== Reading text ==

Be Wary of Ranking NAEP Gains

Originally published on Brooking Institution's Brown Center Chalkboard, November 13, 2013

Last week, the latest scores from the National Assessment of Educational Progress (NAEP) were released. The state of Tennessee performed exceptionally well, registering statistically significant gains from 2011 to 2013 on all four NAEP tests: fourth grade reading, fourth grade math, eighth grade reading, and eighth grade math. Tennesseans should be pleased with the progress the state is making in education.

All politicians hype favorable test statistics. The hype that Tennessee officials produced for the release of 2013 NAEP scores was remarkable. In front of a large audience assembled for the event, Governor Bill Haslam played a beautifully produced video. Several classrooms of adorable Tennessee kids count down the states from tenth to first place in NAEP gains (the segment starts at 3:27 on the video). As the numbers flash, the name of each state appears. Kids chant the appropriate state’s name for each ranking. The drama reaches a crescendo when “#1” flashes. After a pause, the screen splits into several classrooms of kids shouting “Tennessee!” The applause from the audience went on for an extended period.

The governor then displayed a large chart with the rankings. Tennessee was ranked #1 with a gain of +21.80 points, Indiana #2 with a 14.67 point gain, Washington #3 with a gain of 13.93 points, followed by the rest of the states. “It really wasn’t even close,” the governor proclaimed. “We literally blew away the other states.”

I hate to be a skunk at the picnic and really, truly—cross my heart and hope to die—do not want to disappoint a bunch of first graders. But the governor can only say that Tennessee is number one because the chart leaves out the District of Columbia (DC), presumably because it’s not a “state.” That’s pretty weak. DC also participates in NAEP, has plenty of adorable kids, and takes NAEP tests on the same testing schedule as the fifty states. Its NAEP scores are routinely reported along with the states when scores are released. How did it do? DC’s total NAEP gain on Governor Haslam’s statistic was 22.22 points, nipping TN for number one.

But there’s a more serious matter. Governor Haslam’s chart is based on a very crude statistic. Tennessee’s gains on all four NAEP tests add up to 21.80 points—and DC’s to 22.22—but the tests have different scales. A one-point gain on NAEP’s 4^th grade math test is not the same as a one-point gain on the 8^th grade reading test. The NAEP website warns users, “Since these scales are calculated independently from each other, we cannot compare scale scores across subjects and grades.” The same goes for adding scale score gains from the different tests. If you search the NAEP website for a statistic like the one on Governor Haslam’s chart—combining gains on all four tests—you won’t find one.

== Given information ==

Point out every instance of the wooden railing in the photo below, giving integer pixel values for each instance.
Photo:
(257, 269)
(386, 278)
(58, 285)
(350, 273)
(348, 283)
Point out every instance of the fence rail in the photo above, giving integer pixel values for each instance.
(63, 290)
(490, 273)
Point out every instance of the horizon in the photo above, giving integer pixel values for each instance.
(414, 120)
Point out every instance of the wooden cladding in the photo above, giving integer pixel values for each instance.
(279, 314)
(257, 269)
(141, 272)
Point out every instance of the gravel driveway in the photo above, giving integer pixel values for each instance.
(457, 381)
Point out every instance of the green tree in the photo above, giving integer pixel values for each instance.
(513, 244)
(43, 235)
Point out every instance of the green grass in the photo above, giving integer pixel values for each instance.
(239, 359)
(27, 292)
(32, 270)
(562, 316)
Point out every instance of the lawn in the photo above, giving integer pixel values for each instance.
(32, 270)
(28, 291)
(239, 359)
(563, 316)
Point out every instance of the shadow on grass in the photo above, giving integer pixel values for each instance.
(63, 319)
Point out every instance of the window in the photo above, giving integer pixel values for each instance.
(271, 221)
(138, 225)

---

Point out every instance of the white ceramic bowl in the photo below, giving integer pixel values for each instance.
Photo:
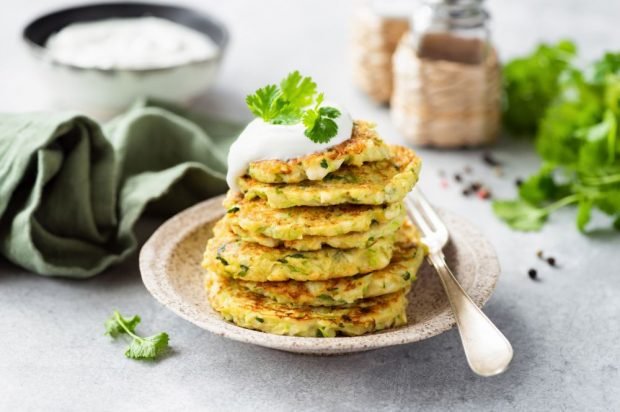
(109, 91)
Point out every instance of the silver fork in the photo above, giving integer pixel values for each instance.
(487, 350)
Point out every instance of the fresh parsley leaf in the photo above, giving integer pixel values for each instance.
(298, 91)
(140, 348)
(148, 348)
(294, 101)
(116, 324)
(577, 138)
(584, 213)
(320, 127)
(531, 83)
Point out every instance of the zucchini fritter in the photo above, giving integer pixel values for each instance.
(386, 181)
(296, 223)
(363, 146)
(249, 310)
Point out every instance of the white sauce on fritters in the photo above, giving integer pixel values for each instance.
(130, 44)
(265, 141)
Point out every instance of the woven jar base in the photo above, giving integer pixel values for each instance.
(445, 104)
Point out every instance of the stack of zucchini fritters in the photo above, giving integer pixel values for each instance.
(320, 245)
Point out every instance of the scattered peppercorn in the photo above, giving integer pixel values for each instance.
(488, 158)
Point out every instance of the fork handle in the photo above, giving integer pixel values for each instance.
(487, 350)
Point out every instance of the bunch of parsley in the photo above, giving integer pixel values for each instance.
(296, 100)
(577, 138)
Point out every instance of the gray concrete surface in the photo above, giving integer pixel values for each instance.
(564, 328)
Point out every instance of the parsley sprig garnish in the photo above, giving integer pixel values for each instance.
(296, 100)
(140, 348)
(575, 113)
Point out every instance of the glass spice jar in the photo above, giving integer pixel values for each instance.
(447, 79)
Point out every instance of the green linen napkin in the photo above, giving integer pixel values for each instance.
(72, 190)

== Required task 1 ==
List every place whose total NAEP gain the NAEP article gives as a number, along with that number.
== Required task 2 ==
Please return the text of the NAEP article between "But there’s a" and "won’t find one.", inclusive.

== Worked solution 1 ==
- Tennessee: 21.80 points
- Indiana: 14.67 points
- Washington: 13.93 points
- District of Columbia: 22.22 points

== Worked solution 2 ==
But there’s a more serious matter. Governor Haslam’s chart is based on a very crude statistic. Tennessee’s gains on all four NAEP tests add up to 21.80 points—and DC’s to 22.22—but the tests have different scales. A one-point gain on NAEP’s 4^th grade math test is not the same as a one-point gain on the 8^th grade reading test. The NAEP website warns users, “Since these scales are calculated independently from each other, we cannot compare scale scores across subjects and grades.” The same goes for adding scale score gains from the different tests. If you search the NAEP website for a statistic like the one on Governor Haslam’s chart—combining gains on all four tests—you won’t find one.